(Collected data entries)
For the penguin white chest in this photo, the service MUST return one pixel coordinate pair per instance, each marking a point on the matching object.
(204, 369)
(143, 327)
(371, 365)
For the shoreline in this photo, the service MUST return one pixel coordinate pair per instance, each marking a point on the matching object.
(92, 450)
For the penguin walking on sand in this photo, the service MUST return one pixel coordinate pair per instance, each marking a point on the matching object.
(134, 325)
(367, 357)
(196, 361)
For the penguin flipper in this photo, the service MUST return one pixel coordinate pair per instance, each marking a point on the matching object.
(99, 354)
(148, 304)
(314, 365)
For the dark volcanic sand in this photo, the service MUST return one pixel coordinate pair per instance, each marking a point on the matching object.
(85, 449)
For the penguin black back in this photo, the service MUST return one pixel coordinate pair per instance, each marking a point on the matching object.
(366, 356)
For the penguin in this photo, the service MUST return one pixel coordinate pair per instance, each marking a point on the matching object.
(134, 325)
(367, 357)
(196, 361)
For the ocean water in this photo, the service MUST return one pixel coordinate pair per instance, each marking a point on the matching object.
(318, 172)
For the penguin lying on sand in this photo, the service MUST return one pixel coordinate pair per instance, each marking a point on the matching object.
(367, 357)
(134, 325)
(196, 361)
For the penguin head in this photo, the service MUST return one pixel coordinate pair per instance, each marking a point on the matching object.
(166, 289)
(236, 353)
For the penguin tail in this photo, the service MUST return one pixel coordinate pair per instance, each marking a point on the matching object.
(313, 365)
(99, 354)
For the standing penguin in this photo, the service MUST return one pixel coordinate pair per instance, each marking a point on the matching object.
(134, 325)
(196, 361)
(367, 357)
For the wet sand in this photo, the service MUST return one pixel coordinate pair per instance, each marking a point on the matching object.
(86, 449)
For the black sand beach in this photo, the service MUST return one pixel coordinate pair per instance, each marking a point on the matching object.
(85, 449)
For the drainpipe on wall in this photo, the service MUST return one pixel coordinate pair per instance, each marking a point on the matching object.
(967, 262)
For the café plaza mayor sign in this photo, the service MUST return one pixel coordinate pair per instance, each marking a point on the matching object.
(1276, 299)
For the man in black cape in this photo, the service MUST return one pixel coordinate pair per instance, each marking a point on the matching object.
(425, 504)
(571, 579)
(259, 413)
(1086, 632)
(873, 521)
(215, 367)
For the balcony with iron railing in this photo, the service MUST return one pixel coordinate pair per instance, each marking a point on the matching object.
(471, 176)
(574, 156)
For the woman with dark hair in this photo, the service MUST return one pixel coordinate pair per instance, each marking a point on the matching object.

■ **TASK BRIEF**
The records above should be duplicated in full, exactly as given.

■ **SOLUTION FOR THIS PROBLEM**
For the penguin white chest in this photo, the service MUST return one pixel coordinate pair per instance, each marking a point on the matching object.
(204, 369)
(143, 327)
(371, 365)
For the shoreline in this photo, the service MUST return one pixel coordinate pair per instance, each marking a point on the matching object.
(92, 450)
For the penguin walking on sand in this photo, the service MUST return one pixel coordinate pair per instance, each marking a point on the matching object.
(134, 325)
(367, 357)
(196, 361)
For the penguin flipper in this photo, the service MUST return one pixel coordinate pair per instance, each marking a point on the matching object.
(99, 354)
(148, 304)
(314, 365)
For the dark volcanic sand in this photo, the service MUST return one pixel coordinate pair per instance, each marking a point on the matching object.
(85, 449)
For the penguin black back in this photo, the service MUST return one pixel coordinate pair per instance, each marking a point on the matching object.
(366, 356)
For the penguin in this photo, the service MUST return one pixel coordinate pair per instance, each marking a point on the matching object.
(134, 325)
(367, 357)
(196, 361)
For the ocean water in this photo, the service MUST return one pixel coordinate pair per instance, each marking a point on the matching object.
(318, 172)
For the penguin lying on sand in this photo, the service MUST return one pixel coordinate pair per instance, each marking a point on the matching object.
(367, 357)
(134, 325)
(196, 361)
For the penguin head in this photo, the service MUST return one pixel coordinate pair per instance, each marking a point on the matching object.
(166, 289)
(236, 353)
For the penguin tail in this photo, the service MUST return one pixel coordinate pair per instance, each marking a point on the matching object.
(313, 365)
(99, 354)
For the standing penguin in this photo, the service MUST return one pixel coordinate pair per instance, each marking a point on the matching object.
(134, 325)
(196, 361)
(367, 357)
For the wet sand in this photo, the service MUST return one pixel coordinate pair per instance, each marking a point on the matching object.
(86, 449)
For the black sand beach in this photo, the service MUST return one pixel coordinate pair per instance, each marking a point on the matching object.
(85, 449)
For the drainpipe on wall in this photo, the service MUST return one pixel coordinate pair per instance, each marking a point on the matching object.
(967, 262)
For the café plaza mayor sign in this photo, the service MUST return one pixel coordinate pair per instance, each marking a point on the matching object.
(1276, 299)
For the man in black cape in this photo, the service MUST return one pixel coordinate pair per instance, each marking a point on the matching object.
(425, 504)
(571, 579)
(259, 413)
(1086, 632)
(873, 521)
(215, 367)
For the balcony with iron railing in this photo, the service MUST return one pixel coordinate pair per instance, each marking a point on the matching object.
(471, 176)
(574, 156)
For the woman with dark hair in this photo, the service MUST return one pixel coordinate pair per instance, each marking a point on the matching object.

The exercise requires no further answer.